- Passage fourni
+-------+
Malgré les mauvais résultats récents de l'Allemagne, le limogeage de Steffi Jones sonne comme un coup de tonnerre. D'abord parce que c'est désormais le passage le plus court à la tête de l'équipe d'Allemagne et de très loin. Sa prédécesseure et ancienne coéquipière en sélection allemande, Silvia Neid, était restée onze ans à la tête de la Nationalmannschaft entre 2005 et 2016. Auparavant les deux précédents coachs avaient dirigé la sélection, respectivement neuf et quatorze ans.

 

À contre-courant

Un peu plus d'un an et demi après son accession au poste, Steffi Jones doit abandonner son rôle de sélectionneuse. Un court mandat qui avait suivi une lente transition. En effet, avant de reprendre le poste, elle avait été de longs mois assistante de Silvia Neid alors à la tête de la sélection. À ce titre, elle avait notamment pris part à la victoire de l'Allemagne aux Jeux Olympiques de Rio.
+-------+
- Travail à faire
a) Les affirmations suivantes concordent-elles avec le passage sur Steffi Jones ? (i) Silvia Neid a dirigé la sélection allemande pendant onze ans. (ii) Avant de devenir sélectionneuse, Steffi Jones a été assistante de Silvia Neid. (iii) Steffi Jones est restée plus de deux ans à la tête de la sélection. Pour chacune, répondez par oui ou non et citez mot pour mot les termes du passage qui tranchent.
b) Recopiez, s'il vous plaît, à l'identique l'extrait du passage sur Steffi Jones qui va de « Malgré les mauvais » jusqu'à « et quatorze ans. ».

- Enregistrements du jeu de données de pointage
+-------+
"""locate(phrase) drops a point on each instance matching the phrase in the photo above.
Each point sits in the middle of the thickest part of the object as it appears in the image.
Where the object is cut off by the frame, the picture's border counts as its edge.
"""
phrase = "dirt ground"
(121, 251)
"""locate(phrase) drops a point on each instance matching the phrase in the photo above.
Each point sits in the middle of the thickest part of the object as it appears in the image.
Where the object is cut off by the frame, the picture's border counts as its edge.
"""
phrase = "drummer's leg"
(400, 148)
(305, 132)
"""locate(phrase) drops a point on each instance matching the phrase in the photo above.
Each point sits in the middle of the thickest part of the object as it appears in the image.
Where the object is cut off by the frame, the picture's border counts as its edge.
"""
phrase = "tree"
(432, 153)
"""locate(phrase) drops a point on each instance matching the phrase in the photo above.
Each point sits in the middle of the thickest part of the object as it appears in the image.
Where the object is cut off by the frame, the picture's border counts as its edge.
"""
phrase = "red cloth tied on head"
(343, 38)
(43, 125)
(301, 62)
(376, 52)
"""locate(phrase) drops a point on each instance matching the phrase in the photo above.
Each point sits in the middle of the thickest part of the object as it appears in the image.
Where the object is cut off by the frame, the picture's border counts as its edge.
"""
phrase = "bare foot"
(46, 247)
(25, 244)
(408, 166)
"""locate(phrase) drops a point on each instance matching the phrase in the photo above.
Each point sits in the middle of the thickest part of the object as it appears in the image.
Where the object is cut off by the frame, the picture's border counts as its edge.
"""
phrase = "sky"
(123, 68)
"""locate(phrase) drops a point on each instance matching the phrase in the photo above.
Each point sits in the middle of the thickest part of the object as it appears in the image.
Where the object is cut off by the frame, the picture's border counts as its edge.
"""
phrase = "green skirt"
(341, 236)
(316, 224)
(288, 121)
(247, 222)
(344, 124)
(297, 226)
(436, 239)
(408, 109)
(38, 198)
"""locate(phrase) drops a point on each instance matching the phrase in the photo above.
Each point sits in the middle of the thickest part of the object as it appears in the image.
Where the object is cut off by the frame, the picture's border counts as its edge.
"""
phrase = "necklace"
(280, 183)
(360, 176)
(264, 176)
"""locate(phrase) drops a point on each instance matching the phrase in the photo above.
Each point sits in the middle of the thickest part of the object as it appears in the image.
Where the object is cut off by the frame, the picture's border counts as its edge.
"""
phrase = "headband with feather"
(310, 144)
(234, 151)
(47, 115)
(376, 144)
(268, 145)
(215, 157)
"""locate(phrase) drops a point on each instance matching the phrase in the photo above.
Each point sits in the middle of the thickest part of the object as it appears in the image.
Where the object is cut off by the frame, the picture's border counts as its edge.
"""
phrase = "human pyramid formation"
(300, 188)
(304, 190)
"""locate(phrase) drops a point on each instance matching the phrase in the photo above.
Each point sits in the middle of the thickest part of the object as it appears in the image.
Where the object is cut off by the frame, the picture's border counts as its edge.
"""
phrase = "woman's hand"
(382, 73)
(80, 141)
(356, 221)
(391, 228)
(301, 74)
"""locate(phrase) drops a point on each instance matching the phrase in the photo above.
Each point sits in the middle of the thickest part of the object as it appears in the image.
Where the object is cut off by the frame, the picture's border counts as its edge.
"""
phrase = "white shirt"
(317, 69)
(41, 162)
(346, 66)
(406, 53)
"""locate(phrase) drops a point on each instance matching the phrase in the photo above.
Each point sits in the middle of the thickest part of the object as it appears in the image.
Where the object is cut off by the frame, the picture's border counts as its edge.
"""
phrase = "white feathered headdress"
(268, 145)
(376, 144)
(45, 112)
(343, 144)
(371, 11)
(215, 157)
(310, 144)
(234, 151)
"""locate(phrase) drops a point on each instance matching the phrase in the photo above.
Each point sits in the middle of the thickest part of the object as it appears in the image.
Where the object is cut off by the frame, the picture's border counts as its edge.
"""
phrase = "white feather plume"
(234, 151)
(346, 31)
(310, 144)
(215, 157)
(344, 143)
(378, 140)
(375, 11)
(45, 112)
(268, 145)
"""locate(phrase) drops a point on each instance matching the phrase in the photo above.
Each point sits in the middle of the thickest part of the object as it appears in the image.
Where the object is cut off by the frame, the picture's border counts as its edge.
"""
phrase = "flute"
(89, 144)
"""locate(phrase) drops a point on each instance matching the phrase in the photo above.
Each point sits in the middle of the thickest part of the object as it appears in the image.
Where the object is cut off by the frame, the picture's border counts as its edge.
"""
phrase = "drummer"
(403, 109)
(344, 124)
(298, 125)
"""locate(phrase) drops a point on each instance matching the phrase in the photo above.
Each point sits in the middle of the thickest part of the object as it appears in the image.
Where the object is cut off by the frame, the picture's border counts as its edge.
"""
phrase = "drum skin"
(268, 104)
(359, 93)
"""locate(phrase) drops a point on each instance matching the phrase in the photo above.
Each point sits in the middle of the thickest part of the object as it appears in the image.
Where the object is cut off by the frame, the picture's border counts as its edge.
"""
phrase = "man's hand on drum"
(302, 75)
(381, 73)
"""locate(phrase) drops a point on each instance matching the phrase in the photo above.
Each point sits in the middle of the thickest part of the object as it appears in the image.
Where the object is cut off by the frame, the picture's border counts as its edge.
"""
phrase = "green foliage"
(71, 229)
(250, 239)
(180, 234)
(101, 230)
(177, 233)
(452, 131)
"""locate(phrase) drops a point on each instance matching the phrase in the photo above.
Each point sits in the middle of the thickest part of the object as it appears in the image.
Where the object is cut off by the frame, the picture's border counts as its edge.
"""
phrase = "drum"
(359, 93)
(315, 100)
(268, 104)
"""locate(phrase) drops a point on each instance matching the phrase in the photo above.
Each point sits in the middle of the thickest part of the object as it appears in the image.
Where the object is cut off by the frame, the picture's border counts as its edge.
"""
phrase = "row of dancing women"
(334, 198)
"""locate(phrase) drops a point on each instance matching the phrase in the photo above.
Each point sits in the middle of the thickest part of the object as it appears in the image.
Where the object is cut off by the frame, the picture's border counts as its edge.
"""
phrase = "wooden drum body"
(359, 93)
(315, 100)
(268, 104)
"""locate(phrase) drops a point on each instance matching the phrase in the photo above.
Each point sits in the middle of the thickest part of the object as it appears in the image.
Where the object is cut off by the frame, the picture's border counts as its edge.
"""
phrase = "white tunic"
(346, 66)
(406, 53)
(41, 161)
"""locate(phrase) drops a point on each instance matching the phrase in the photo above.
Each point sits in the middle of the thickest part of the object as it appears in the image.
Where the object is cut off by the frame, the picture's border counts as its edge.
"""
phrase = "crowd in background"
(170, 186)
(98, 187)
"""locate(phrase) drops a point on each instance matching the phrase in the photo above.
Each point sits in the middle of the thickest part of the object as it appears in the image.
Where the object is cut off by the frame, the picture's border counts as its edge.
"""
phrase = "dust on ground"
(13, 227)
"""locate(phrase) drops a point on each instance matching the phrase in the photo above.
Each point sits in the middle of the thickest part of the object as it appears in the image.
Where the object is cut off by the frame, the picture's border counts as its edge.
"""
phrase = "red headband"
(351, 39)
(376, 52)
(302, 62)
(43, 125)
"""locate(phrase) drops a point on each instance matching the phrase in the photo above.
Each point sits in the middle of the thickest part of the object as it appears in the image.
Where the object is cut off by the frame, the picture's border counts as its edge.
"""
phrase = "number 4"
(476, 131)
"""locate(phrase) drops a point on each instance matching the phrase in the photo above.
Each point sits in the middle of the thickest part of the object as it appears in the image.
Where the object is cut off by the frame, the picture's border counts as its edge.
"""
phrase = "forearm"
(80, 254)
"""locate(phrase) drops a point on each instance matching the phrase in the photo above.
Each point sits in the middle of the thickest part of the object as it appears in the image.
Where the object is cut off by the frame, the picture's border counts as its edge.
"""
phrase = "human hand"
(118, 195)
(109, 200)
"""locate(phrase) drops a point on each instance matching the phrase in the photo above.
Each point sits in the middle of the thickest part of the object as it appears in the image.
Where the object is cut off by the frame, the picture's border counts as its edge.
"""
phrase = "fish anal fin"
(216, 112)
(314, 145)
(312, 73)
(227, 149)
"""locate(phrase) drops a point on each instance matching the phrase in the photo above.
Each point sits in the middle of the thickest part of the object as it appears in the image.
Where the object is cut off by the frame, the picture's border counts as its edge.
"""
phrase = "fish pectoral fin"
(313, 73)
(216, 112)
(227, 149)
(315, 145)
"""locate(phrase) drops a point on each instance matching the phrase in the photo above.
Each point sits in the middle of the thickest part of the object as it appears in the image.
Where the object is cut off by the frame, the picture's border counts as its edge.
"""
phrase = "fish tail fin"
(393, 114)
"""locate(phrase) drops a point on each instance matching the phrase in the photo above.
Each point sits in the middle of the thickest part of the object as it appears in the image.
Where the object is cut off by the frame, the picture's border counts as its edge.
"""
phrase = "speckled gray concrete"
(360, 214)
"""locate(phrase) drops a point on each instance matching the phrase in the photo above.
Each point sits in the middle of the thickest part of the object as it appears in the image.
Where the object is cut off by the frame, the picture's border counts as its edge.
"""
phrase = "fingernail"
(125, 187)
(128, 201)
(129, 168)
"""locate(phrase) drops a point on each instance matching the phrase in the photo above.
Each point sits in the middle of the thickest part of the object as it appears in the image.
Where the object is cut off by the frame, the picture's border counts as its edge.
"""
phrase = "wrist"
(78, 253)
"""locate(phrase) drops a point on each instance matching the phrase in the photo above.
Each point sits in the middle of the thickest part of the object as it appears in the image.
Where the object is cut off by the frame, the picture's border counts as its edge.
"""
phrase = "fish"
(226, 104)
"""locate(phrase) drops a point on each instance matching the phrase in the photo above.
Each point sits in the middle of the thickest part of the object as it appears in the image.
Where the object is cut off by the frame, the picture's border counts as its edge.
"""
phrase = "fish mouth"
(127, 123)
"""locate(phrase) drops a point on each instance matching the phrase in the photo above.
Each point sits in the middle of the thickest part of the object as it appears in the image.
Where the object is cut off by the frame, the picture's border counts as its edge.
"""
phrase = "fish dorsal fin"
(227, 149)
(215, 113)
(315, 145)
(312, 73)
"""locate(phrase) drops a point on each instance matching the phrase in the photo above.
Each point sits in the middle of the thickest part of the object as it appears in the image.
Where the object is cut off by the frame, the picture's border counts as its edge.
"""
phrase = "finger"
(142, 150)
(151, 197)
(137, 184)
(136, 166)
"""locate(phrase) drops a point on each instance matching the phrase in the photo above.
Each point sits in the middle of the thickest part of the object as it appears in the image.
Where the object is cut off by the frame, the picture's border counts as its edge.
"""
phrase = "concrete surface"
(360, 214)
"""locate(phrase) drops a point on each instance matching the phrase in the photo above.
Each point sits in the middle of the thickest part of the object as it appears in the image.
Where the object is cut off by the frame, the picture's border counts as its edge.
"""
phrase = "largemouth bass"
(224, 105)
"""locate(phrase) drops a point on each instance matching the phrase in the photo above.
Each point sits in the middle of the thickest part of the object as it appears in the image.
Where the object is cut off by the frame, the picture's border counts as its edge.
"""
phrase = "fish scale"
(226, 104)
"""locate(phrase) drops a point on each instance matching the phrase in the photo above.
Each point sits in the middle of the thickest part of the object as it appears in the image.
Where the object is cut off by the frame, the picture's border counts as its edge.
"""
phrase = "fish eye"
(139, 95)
+-------+
- Réponses
a)
(i) Oui : « Silvia Neid, était restée onze ans à la tête de la Nationalmannschaft entre 2005 et 2016 ».
(ii) Oui : « avant de reprendre le poste, elle avait été de longs mois assistante de Silvia Neid ».
(iii) Non : « Un peu plus d'un an et demi après son accession au poste, Steffi Jones doit abandonner son rôle de sélectionneuse ».

b)
Malgré les mauvais résultats récents de l'Allemagne, le limogeage de Steffi Jones sonne comme un coup de tonnerre. D'abord parce que c'est désormais le passage le plus court à la tête de l'équipe d'Allemagne et de très loin. Sa prédécesseure et ancienne coéquipière en sélection allemande, Silvia Neid, était restée onze ans à la tête de la Nationalmannschaft entre 2005 et 2016. Auparavant les deux précédents coachs avaient dirigé la sélection, respectivement neuf et quatorze ans.